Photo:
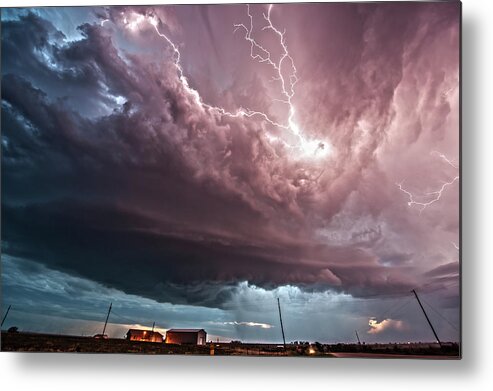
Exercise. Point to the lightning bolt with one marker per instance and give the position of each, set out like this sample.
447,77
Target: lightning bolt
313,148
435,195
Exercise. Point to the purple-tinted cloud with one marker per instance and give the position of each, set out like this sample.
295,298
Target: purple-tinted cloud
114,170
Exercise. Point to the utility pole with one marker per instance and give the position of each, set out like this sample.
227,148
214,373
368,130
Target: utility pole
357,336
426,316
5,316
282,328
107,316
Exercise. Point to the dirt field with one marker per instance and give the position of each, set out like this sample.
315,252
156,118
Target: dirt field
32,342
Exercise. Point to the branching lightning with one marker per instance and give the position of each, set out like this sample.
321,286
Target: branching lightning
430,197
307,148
══════
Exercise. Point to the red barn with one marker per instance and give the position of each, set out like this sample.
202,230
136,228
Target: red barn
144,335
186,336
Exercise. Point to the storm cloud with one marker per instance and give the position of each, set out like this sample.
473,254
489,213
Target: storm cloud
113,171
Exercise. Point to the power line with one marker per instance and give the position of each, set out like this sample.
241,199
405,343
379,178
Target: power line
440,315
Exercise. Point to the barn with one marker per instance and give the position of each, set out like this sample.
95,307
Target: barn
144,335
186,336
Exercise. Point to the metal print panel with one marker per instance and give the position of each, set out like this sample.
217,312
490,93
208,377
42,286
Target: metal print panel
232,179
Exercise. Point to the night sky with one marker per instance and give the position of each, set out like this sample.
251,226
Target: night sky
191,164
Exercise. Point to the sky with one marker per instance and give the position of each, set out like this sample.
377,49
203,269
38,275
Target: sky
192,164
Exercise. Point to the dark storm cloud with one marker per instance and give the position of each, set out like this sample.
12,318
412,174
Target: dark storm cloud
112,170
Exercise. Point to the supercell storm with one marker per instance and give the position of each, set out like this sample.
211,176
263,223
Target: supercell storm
══════
## OBJECTIVE
Please copy the data word for word, starting with the line that contains "Exercise. Point to the power" and going on through the line that contains "Target: supercell storm".

## EXERCISE OUTPUT
Exercise. Point to the power line with one marker per instance and give the position of each, set out like this sample.
241,199
405,343
379,178
Target: power line
440,315
Exercise. Point to the barn with one marker per instance and give the position of each, set out like this sample.
95,307
Target: barn
144,335
186,336
Exercise. Point to the metal print panel with one marker per instance and give the position of each, set out like this sample.
217,312
490,93
208,377
42,286
Target: metal print panel
232,179
Exercise. Point to the night sky with one marker per instance and give the position of each, set out like this sample.
251,226
Target: night sky
191,164
Exercise. Point to the sky with one marker per instance and give the position of each, set out like this sample.
377,49
203,269
38,275
Target: sky
192,164
Exercise. Point to the dark storm cloud with one marker per instance and give the position of each, set out like this sample.
12,318
412,174
Target: dark storm cloud
112,170
Exercise. Point to the supercell storm with one marker per instance and give the position of each, set out like this sample.
211,176
263,223
Target: supercell storm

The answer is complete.